### Exercícios a realizar:
1. Reescreva o trecho do texto sobre a serra de Faro que vai de "Tomar o topo" até "demarcada do Douro.", inclusive, trocando "giestas" por "urzes".
2. Indique todas as plantas que o texto sobre a serra de Faro menciona como parte da vegetação do percurso.
3. Retome o texto sobre a subida à serra de Faro a partir da última frase apresentada.

----- Excerto da fonte -----

Serra de Faro, Vilas Boas, Vila Flor. 2019

 

terça-feira, 15 de fevereiro de 2022

Tomar o topo

[Douro-Côa 09] O declive é acentuado, enormes penedos estão dispostos aleatoriamente ao longo de um percurso em que não é fácil encontrar um trilho, a vegetação, em giestas, carqueja e esteva, é relativamente densa. Embora ainda seja cedo, está calor. A subida é dura, obrigando a frequentes paragens para descansar e tentar encontrar uma via de acesso ao cume. Quando chego ao marco geodésico, meio arruinado, olho ao redor, sobre uma paisagem muito abrangente. Estou apenas a 822 metros de altitude, no ponto mais elevado da serra de Faro. Embora o topónimo faça lembrar a cidade algarvia, estamos longe do Algarve, mesmo que alguns aspetos desta paisagem pareçam evocar terras muito mais a sul. Este lugar alto fica próximo de Vilas Boas, no concelho de Vila Flor, na região demarcada do Douro.

----- Registos de dados -----

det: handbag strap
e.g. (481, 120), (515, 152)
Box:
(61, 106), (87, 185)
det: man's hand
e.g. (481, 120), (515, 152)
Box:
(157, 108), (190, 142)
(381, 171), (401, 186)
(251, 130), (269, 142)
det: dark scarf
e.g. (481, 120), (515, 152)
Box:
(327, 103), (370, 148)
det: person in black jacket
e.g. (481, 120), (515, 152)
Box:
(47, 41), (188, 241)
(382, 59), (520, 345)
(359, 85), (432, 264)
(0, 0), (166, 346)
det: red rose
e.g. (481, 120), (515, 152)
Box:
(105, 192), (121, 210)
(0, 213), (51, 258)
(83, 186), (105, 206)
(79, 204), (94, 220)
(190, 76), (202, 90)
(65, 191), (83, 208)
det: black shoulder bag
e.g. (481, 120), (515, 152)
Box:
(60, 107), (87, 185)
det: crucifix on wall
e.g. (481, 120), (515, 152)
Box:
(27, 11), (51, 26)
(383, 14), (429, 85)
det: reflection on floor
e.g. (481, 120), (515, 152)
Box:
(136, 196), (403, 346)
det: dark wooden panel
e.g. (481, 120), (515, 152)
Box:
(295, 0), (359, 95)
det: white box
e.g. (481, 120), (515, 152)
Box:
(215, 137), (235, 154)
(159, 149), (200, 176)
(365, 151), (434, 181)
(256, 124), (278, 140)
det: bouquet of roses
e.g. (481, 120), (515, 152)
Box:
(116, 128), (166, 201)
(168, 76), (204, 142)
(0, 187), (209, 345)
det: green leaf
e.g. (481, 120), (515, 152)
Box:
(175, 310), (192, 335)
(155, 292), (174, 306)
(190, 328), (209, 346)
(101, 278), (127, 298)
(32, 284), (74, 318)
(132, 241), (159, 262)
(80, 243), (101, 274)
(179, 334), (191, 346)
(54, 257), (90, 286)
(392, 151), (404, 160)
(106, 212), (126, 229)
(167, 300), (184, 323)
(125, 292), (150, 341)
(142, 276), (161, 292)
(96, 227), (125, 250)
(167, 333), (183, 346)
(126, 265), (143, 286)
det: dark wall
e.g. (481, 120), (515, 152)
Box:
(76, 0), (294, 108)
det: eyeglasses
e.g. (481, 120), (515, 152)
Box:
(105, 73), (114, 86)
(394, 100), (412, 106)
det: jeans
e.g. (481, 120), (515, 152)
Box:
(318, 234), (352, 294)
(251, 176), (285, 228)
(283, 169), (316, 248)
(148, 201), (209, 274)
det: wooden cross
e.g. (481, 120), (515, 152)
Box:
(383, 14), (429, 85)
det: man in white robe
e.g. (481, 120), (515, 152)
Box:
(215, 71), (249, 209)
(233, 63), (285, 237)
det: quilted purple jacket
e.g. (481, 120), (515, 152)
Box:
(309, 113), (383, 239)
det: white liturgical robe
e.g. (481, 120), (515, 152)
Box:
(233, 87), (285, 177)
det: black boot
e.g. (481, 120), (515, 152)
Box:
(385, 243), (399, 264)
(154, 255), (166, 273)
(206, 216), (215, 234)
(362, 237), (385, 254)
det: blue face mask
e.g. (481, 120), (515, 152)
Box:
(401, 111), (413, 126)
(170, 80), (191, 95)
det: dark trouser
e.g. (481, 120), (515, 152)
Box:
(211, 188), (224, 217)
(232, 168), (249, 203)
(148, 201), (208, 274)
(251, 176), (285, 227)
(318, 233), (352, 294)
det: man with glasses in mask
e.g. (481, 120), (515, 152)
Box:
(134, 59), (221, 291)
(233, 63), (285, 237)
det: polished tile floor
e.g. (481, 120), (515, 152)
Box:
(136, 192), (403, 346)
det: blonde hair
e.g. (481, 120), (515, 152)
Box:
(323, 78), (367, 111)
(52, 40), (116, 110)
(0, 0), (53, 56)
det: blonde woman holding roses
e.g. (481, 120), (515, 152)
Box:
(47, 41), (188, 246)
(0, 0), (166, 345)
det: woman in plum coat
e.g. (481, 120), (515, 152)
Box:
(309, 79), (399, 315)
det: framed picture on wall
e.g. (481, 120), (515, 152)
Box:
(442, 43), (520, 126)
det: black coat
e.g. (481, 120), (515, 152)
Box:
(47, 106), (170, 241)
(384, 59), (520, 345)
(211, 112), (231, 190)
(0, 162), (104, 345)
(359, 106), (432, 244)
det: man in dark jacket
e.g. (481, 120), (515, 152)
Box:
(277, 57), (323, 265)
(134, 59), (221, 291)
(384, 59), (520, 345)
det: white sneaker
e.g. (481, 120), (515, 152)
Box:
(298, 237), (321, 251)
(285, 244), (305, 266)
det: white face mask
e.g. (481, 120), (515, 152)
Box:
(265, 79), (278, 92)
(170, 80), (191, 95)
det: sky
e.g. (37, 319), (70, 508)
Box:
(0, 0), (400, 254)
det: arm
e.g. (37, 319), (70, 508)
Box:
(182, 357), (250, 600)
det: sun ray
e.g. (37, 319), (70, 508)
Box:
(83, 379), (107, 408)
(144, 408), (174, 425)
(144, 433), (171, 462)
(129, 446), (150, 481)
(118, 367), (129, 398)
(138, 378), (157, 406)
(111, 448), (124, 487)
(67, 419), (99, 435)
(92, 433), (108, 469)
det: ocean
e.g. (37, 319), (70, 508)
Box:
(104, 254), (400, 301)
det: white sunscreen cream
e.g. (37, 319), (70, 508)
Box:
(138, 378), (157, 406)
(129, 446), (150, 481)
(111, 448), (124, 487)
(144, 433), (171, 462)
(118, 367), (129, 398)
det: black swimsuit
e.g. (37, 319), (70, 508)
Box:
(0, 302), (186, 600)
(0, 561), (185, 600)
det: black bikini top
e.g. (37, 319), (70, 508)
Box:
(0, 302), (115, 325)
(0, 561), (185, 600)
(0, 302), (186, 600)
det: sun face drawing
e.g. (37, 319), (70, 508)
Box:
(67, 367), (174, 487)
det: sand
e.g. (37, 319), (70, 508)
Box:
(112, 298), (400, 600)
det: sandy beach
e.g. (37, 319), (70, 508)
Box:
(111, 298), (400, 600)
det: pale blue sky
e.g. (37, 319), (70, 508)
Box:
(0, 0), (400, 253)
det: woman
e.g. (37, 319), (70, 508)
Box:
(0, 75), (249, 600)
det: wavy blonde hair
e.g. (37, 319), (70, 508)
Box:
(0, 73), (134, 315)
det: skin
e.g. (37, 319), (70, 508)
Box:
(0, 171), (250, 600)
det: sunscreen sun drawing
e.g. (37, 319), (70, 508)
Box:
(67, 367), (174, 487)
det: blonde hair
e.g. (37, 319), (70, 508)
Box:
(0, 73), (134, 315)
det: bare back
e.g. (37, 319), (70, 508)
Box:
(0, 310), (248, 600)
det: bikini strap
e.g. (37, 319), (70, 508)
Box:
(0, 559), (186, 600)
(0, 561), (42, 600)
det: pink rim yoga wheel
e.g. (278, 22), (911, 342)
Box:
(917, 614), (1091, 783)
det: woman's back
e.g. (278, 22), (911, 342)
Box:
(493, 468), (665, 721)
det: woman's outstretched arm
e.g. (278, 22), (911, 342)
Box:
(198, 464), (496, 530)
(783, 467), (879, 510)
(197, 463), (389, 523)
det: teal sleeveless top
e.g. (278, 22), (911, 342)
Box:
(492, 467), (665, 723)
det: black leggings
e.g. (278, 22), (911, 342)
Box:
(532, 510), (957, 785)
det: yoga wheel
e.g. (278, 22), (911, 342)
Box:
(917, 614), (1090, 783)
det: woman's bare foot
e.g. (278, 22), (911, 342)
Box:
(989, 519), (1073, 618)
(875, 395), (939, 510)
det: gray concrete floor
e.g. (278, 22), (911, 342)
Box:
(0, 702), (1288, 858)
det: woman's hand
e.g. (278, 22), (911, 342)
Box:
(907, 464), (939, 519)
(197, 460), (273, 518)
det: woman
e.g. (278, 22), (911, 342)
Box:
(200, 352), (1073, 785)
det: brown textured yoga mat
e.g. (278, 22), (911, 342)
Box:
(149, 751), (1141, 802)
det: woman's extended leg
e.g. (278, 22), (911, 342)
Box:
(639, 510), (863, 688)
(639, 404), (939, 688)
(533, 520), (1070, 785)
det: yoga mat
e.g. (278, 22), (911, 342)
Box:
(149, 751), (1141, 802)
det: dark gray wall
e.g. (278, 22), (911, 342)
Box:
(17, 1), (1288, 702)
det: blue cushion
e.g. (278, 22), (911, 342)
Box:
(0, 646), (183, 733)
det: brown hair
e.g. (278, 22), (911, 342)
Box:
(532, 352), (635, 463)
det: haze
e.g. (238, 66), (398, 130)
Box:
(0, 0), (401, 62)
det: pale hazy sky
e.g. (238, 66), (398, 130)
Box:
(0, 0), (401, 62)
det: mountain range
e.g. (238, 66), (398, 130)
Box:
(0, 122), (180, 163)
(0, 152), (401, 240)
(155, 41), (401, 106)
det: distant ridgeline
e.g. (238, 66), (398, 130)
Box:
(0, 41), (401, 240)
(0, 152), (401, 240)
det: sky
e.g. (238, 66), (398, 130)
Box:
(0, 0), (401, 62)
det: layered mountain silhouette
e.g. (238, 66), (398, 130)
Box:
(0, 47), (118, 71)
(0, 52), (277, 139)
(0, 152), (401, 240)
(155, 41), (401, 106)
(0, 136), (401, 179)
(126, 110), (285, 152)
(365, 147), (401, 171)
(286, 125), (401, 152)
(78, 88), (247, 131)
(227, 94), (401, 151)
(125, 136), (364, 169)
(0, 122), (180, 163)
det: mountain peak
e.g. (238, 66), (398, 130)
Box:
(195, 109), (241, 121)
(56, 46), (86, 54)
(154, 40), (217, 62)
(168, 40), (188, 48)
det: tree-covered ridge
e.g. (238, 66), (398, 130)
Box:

-----

### Problemas resolvidos:
1.
Tomar o topo

[Douro-Côa 09] O declive é acentuado, enormes penedos estão dispostos aleatoriamente ao longo de um percurso em que não é fácil encontrar um trilho, a vegetação, em urzes, carqueja e esteva, é relativamente densa. Embora ainda seja cedo, está calor. A subida é dura, obrigando a frequentes paragens para descansar e tentar encontrar uma via de acesso ao cume. Quando chego ao marco geodésico, meio arruinado, olho ao redor, sobre uma paisagem muito abrangente. Estou apenas a 822 metros de altitude, no ponto mais elevado da serra de Faro. Embora o topónimo faça lembrar a cidade algarvia, estamos longe do Algarve, mesmo que alguns aspetos desta paisagem pareçam evocar terras muito mais a sul. Este lugar alto fica próximo de Vilas Boas, no concelho de Vila Flor, na região demarcada do Douro.

2. giestas, carqueja, esteva

3.
Serra de Faro, Vilas Boas, Vila Flor

 

segunda-feira, 14 de fevereiro de 2022

Pulsão

[Douro-Côa 08] Regressar a uma paisagem, ao longo de anos, é perceber como tudo muda. Mas há sempre lugares novos para conhecer, um vale que se esconde para lá das curvas da estrada, ou um ponto elevado a partir do qual conseguimos estabelecer novas relações topológicas entre lugares próximos e, simultaneamente, distantes. É o conhecimento da terra que move, no fundo, esta pulsão fotográfica, do registo obsessivo de uma realidade que permanentemente se escapa a qualquer imagem, a qualquer tentativa para a fixarmos, para transformarmos matéria em linguagem.

Numão, prox., Vila Nova de Foz Côa. 2019

 

sexta-feira, 11 de fevereiro de 2022

Cores falsas

[Douro-Côa 05] Quando nos afastamos desta frente ribeirinha, das imagens “postaleiras” de cores falsas das fotografias, ouvimos o silêncio velado e podemos observar os mais singulares detalhes de uma paisagem labiríntica, seja ela construída por mãos resilientes e duras, seja o espaço esquecido, ou inacessível, de uma natureza intacta.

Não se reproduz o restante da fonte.